Trecho:
©antonio lacerda
 
 
 
 
 

 

 

 

 

 
 

André Seffrin: Costuma reescrever exaustivamente o mesmo texto (como Autran Dourado e Ariano Suassuna) ou escreve com espontaneidade e rapidez (como Lêdo Ivo e Moacyr Scliar)?

 

Suzana Vargas: Escrevo e reescrevo exaustivamente o mesmo texto quando ele é ficcional (poesia/literatura infantil). Quando estou escrevendo ensaios, a escrita sai mais espontânea, mais direta. No caso dos poemas, assombre-se: releio tanto que sei de cor todos os que publiquei. Não porque achasse que são "maravilhosos" mas por justamente trabalhá-los  à exaustão. Lembro sempre de um conselho de Mário Quintana (com quem privei algumas vezes) que uma vez me disse o seguinte: "trabalhe, trabalhe, trabalhe para que seu trabalho não apareça".

 

 

AS: Mesmo renegando o livro de estréia, Ferreira Gullar recentemente permitiu edição fac-similar de Um pouco acima do chão, de 1949. Como ele e tantos outros poetas, você renega o livro de estréia, pois em Caderno de outono e outros poemas (1997) não incluiu nada de Por um pouco mais (1979). Acha possível um dia permitir a sua reedição?

 

SV: Publiquei meu primeiro livro em 1979 com 24 anos . Era muito nova, não sabia bem o que significava editar um livro de poemas. Como escrevo desde muito cedo, reuni alguns textos, coloquei um título e tive a sorte de encontrar um editor, sorte de não pagar a edição, enfim, uma certa conjunção dos astros permitiu que eu lançasse Por um pouco mais. Sem querer fazer trocadilhos, faltava muito ainda para ter um livro pronto. Mas quando somos jovens, cheios de impulsos, não nos damos conta das coisas. Nunca deixaria que reeditassem esse livro pelo qual tenho muito carinho, mas não considero um livro pronto. Tudo mudou muito depois. Mas não renego todo o trabalho. Prova disto é que incluí alguns de seus poemas num livro infantil, o Cochicho.

Dados extraídos:
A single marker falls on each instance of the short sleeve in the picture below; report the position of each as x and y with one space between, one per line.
==
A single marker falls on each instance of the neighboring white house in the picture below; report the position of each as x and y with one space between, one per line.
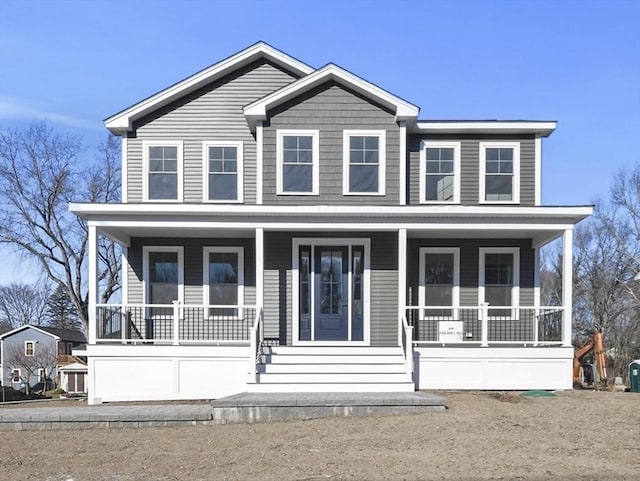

O problema:
Responda com base no trecho da entrevista:
(a) Segundo Suzana Vargas, quem lhe deu o conselho "trabalhe, trabalhe, trabalhe para que seu trabalho não apareça"?
(b) Com quantos anos ela publicou o primeiro livro?
(c) Em que livro infantil ela incluiu alguns poemas do livro de estreia?

Tarefa concluída:
(a) Mário Quintana.
(b) Com 24 anos.
(c) No Cochicho.